- To do:
Change every instance of "straightforward" in the rows below to "simple", and leave all other text as it stands.

* BEGIN Information supplied *

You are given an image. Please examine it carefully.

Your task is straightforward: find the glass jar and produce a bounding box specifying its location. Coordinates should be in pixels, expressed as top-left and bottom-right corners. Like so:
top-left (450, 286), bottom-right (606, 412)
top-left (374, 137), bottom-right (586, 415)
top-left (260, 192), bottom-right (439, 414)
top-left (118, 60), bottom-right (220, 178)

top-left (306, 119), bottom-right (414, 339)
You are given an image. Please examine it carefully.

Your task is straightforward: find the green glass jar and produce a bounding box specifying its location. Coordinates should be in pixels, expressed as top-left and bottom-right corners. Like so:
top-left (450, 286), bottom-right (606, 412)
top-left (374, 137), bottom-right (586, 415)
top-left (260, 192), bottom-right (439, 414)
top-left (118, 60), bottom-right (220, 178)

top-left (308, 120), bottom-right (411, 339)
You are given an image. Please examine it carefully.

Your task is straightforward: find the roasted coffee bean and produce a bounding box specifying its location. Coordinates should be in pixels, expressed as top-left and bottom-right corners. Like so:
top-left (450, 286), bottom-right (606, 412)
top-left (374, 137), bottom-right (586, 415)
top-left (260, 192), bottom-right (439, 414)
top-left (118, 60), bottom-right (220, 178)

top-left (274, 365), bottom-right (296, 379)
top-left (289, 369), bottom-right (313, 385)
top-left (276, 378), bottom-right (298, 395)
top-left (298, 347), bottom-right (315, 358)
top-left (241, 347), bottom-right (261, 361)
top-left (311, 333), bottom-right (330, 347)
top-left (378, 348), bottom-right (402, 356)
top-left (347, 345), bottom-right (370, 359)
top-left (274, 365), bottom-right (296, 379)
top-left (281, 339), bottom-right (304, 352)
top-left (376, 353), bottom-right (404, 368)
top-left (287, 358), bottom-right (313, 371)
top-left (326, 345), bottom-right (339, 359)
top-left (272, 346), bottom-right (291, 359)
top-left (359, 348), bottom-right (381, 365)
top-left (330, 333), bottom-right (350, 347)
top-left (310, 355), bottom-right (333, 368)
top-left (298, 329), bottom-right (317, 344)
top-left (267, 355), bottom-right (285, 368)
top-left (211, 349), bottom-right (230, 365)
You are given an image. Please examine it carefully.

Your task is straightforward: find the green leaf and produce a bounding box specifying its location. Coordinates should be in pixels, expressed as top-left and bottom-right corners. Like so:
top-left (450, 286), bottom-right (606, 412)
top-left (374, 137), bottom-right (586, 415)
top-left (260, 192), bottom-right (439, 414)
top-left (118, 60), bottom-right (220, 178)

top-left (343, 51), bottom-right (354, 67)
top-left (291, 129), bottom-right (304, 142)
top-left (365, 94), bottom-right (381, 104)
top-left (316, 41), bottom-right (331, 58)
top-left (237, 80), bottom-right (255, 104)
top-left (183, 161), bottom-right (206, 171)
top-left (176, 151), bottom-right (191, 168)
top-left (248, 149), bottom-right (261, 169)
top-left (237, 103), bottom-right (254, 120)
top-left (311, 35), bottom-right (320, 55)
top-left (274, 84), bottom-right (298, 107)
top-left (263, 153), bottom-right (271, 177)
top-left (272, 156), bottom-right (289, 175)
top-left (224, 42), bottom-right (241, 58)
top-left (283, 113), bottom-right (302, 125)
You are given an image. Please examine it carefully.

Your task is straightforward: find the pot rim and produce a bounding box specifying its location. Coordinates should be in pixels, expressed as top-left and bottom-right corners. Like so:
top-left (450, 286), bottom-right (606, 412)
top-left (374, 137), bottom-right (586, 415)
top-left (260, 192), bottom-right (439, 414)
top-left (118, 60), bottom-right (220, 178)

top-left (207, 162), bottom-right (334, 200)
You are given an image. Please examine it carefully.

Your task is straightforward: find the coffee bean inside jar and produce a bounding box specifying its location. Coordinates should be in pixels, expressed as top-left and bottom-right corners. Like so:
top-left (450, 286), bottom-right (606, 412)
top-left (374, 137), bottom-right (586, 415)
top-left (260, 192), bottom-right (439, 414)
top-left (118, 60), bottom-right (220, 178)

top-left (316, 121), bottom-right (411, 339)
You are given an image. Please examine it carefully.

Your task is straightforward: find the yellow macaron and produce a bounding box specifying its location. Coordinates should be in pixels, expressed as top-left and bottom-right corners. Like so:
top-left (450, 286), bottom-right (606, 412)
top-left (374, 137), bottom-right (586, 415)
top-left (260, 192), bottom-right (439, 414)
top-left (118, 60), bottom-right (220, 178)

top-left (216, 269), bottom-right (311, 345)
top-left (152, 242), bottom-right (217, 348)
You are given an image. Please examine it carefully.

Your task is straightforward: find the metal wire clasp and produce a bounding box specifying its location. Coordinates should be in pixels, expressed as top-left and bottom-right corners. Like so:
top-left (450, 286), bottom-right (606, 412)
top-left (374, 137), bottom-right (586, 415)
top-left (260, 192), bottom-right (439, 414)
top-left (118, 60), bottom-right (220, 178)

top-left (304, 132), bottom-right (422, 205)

* END Information supplied *

- Reply to the exercise:
You are given an image. Please examine it carefully.

Your task is simple: find the glass jar and produce a bounding box specifying its location. Coordinates should be in pixels, expressed as top-left and bottom-right corners. Like so:
top-left (450, 286), bottom-right (606, 412)
top-left (374, 137), bottom-right (586, 415)
top-left (260, 192), bottom-right (439, 414)
top-left (118, 60), bottom-right (220, 178)

top-left (306, 119), bottom-right (414, 339)
You are given an image. Please examine it carefully.

Your task is simple: find the green glass jar and produce a bounding box specifying its location. Coordinates should be in pixels, expressed as top-left and bottom-right corners. Like so:
top-left (450, 286), bottom-right (606, 412)
top-left (374, 137), bottom-right (586, 415)
top-left (260, 192), bottom-right (439, 414)
top-left (118, 60), bottom-right (220, 178)

top-left (308, 120), bottom-right (411, 339)
You are given an image. Please examine it carefully.

Your task is simple: find the roasted coffee bean and produce a bounding box specifying its location. Coordinates should be in pixels, expressed as top-left and bottom-right corners. Like so:
top-left (450, 286), bottom-right (606, 412)
top-left (374, 137), bottom-right (586, 415)
top-left (260, 192), bottom-right (439, 414)
top-left (118, 60), bottom-right (220, 178)

top-left (274, 365), bottom-right (296, 379)
top-left (289, 369), bottom-right (313, 385)
top-left (276, 378), bottom-right (298, 395)
top-left (298, 347), bottom-right (315, 358)
top-left (241, 347), bottom-right (261, 361)
top-left (311, 333), bottom-right (330, 347)
top-left (378, 348), bottom-right (402, 356)
top-left (347, 345), bottom-right (370, 359)
top-left (274, 365), bottom-right (296, 379)
top-left (281, 339), bottom-right (304, 352)
top-left (376, 353), bottom-right (404, 368)
top-left (287, 358), bottom-right (313, 371)
top-left (326, 345), bottom-right (339, 359)
top-left (272, 346), bottom-right (291, 359)
top-left (359, 348), bottom-right (381, 365)
top-left (330, 333), bottom-right (350, 347)
top-left (310, 355), bottom-right (333, 368)
top-left (298, 329), bottom-right (317, 344)
top-left (267, 355), bottom-right (285, 368)
top-left (211, 349), bottom-right (230, 365)
You are given an image. Please examine it carefully.

Your task is simple: find the green leaf and produce a bounding box specifying its location. Coordinates should be in pixels, expressed as top-left and bottom-right corners. Like so:
top-left (450, 286), bottom-right (606, 412)
top-left (374, 137), bottom-right (586, 415)
top-left (260, 192), bottom-right (439, 414)
top-left (118, 60), bottom-right (220, 178)

top-left (343, 51), bottom-right (354, 67)
top-left (291, 129), bottom-right (304, 142)
top-left (365, 94), bottom-right (381, 104)
top-left (316, 41), bottom-right (331, 58)
top-left (237, 80), bottom-right (255, 104)
top-left (183, 161), bottom-right (206, 171)
top-left (176, 151), bottom-right (191, 168)
top-left (248, 149), bottom-right (261, 169)
top-left (237, 103), bottom-right (254, 120)
top-left (311, 35), bottom-right (320, 55)
top-left (274, 84), bottom-right (298, 107)
top-left (263, 153), bottom-right (271, 177)
top-left (272, 156), bottom-right (289, 175)
top-left (224, 42), bottom-right (241, 58)
top-left (283, 113), bottom-right (302, 125)
You are given an image. Please examine it carefully.

Your task is simple: find the pot rim and produce a bounding box specifying its location. Coordinates should be in pixels, expressed as top-left and bottom-right corners. Like so:
top-left (450, 286), bottom-right (606, 412)
top-left (374, 137), bottom-right (586, 415)
top-left (260, 192), bottom-right (439, 414)
top-left (118, 60), bottom-right (220, 178)

top-left (207, 162), bottom-right (334, 200)
You are given an image. Please examine it carefully.

Your task is simple: find the coffee bean inside jar and produce a bounding box specifying its location. Coordinates should be in pixels, expressed as top-left and bottom-right corners. Like so:
top-left (450, 286), bottom-right (606, 412)
top-left (374, 137), bottom-right (586, 415)
top-left (260, 192), bottom-right (439, 414)
top-left (118, 60), bottom-right (220, 178)

top-left (316, 121), bottom-right (411, 339)
You are given an image. Please examine it carefully.

Your task is simple: find the yellow macaron and produce a bounding box specifying its location. Coordinates should be in pixels, expressed as top-left and bottom-right corners. Like so:
top-left (450, 286), bottom-right (606, 412)
top-left (374, 137), bottom-right (586, 415)
top-left (260, 192), bottom-right (439, 414)
top-left (118, 60), bottom-right (220, 178)

top-left (216, 269), bottom-right (311, 345)
top-left (152, 242), bottom-right (217, 348)
You are given an image. Please examine it carefully.

Your task is simple: find the metal wire clasp and produce a bounding box specifying its location. Coordinates should be in pixels, expressed as top-left and bottom-right corners. Like so:
top-left (450, 286), bottom-right (606, 412)
top-left (374, 137), bottom-right (586, 415)
top-left (260, 192), bottom-right (439, 414)
top-left (118, 60), bottom-right (220, 178)

top-left (304, 132), bottom-right (422, 205)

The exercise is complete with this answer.